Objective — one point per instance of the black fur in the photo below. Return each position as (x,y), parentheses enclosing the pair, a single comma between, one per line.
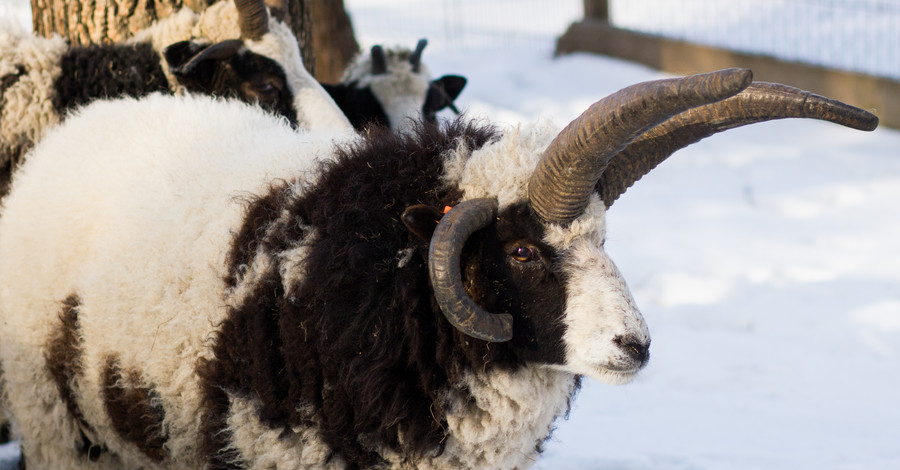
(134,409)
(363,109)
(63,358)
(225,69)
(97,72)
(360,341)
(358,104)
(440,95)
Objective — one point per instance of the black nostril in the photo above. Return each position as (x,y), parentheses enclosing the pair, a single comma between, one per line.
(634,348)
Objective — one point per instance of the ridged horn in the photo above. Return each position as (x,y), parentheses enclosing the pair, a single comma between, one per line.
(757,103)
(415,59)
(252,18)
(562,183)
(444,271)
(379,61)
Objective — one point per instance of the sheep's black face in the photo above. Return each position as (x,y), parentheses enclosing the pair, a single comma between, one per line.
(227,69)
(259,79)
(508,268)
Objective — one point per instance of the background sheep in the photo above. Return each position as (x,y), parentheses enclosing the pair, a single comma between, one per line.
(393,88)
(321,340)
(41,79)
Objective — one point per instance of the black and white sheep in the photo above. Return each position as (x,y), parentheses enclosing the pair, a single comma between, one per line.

====

*To do*: Please format everything from the line containing "Objective — one point per instance of the ridged" down to the end of the material as a JSON list of strings, one string per line, leaving out blank lines.

*Task output*:
[
  "Objective — one point per instance of the ridged horn in the photo above. Return each position as (x,y), parentheses enclosing the pair, a single comma between, one per line.",
  "(757,103)",
  "(415,59)",
  "(252,18)",
  "(562,183)",
  "(444,271)",
  "(379,61)",
  "Objective — one point per instance of the sheep's black face in the photo above. Return each position as (x,y), parentheses enclosing the pair, a single comma between, one per line.",
  "(227,69)",
  "(259,79)",
  "(508,268)",
  "Objective — one point per instance of the background sheep in the photo above. Return each position as (x,y), parentheses enclosing the pair, a single comma between, one per line.",
  "(393,88)",
  "(321,340)",
  "(41,79)",
  "Objective — one point per instance of the black and white sheep in the photo above. Return each position as (x,y), parentheses enclosing the pair, a single comma between, one per line."
]